Os especialistas explicam que essas duas habilidades podem ser trabalhadas em instrumentos de corda e piano, por exemplo, pois pedem que as mãos executem diferentes ações ao mesmo tempo. E o aprimoramento da coordenação motora vai acontecendo com o tempo. É uma conquista que a criança alcança sozinha, com o esforço e trabalho dela.
Foco
No momento em que uma criança está participando de uma atividade, precisa de atenção para conseguir cumprir o que foi proposto. Se há uma atividade em grupo, ela vai cantar um trecho da música ou tem seu próprio solo instrumental em uma apresentação, precisa estar focada para conseguir realizar a ação. Brenno Rosostolato conta que já viu muitas crianças que tinham dificuldades em prestar atenção apresentarem melhoras significativas após realizarem atividades musicais.
Contato com outras culturas
A música é universal e pode ser expressada de diferentes formas, dependendo da cultura onde está inserida. Essa proximidade é benéfica para as crianças, pois possibilita que elas tenham contato com o folclore e costumes de outros povos. Instrumentos de percussão como o bongô, o atabaque e a timba, por exemplo, podem introduzir a criança nos estilos de sons africanos e cubanos. Cleber Alves conta que é muito comum as crianças aprenderem a história dos instrumentos nas aulas, e a proximidade com os diferentes ritmos é um verdadeiro intercâmbio cultural, é uma forma de criar empatia por outros povos.
Criatividade
Um dos principais alicerces da música é a criatividade. Cartola não tinha nenhum conhecimento de teoria musical quando compôs a canção O Mundo é um Moinho, uma das mais bonitas do repertório brasileiro. Já os músicos da banda britânica Queen tinham muito conhecimento musical, mas não contavam com muitos recursos tecnológicos nos anos 1980 e gravaram as vozes dos seus quatro integrantes inúmeras vezes para passar a impressão de que haviam muitas pessoas cantando Bohemian Rhapsody. Tudo na base de muita criatividade e conhecimento de suas capacidades.
Memória
Uma pesquisa realizada na Universidade de Northwestern, nos Estados Unidos, finalizada em 2011, com uma turma de 60 alunos, de 6 a 9 anos, em que 29 deles tinham contato com a música, constatou que o contato com o meio permite, entre outras habilidades, o desenvolvimento da memória. De acordo com a neurocientista Nina Kraus, líder do estudo, alguns elementos presentes na música como timbre, tempo e tom, foram importantes para que essas crianças desenvolvessem a memória mais rápido que outras.

^^^^^^^^^^^^^^^^

-- ENUNCIADO --
Liste todos os títulos de seção que aparecem no trecho sobre música na infância. Os dados provêm de uma fonte diferente da do trecho.

^^^^^^^^^^^^^^^^

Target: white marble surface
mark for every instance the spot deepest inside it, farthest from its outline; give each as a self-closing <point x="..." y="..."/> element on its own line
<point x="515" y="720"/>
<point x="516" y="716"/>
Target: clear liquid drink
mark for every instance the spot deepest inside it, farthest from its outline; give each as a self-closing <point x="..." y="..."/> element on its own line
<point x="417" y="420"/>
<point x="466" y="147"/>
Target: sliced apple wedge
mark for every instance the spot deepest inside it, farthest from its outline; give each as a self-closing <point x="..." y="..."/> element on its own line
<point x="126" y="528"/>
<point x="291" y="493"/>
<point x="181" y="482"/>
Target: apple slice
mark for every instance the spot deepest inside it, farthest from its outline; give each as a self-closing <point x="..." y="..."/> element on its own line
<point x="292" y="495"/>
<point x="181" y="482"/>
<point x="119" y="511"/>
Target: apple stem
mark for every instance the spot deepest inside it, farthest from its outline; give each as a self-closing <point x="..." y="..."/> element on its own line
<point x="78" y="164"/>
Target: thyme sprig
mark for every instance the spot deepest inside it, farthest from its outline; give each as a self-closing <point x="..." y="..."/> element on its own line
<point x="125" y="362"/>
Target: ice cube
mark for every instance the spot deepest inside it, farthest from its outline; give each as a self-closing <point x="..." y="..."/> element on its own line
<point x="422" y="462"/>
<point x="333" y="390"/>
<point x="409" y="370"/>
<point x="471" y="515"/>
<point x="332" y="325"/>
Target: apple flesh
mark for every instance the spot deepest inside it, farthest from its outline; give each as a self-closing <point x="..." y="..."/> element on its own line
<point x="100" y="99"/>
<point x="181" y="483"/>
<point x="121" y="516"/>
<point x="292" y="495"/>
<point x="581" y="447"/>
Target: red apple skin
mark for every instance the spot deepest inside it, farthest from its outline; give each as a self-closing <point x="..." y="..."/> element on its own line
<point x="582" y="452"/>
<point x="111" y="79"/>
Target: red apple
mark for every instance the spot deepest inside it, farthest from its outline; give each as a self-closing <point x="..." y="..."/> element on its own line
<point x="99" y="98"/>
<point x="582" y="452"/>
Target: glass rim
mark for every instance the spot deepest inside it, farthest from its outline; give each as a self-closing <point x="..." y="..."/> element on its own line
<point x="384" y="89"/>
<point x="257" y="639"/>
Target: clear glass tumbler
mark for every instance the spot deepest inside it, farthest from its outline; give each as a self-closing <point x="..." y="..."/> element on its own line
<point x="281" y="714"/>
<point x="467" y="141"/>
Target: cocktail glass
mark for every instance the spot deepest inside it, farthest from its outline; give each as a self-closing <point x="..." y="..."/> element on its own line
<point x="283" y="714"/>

^^^^^^^^^^^^^^^^

-- RESOLUÇÃO --
Foco
Contato com outras culturas
Criatividade
Memória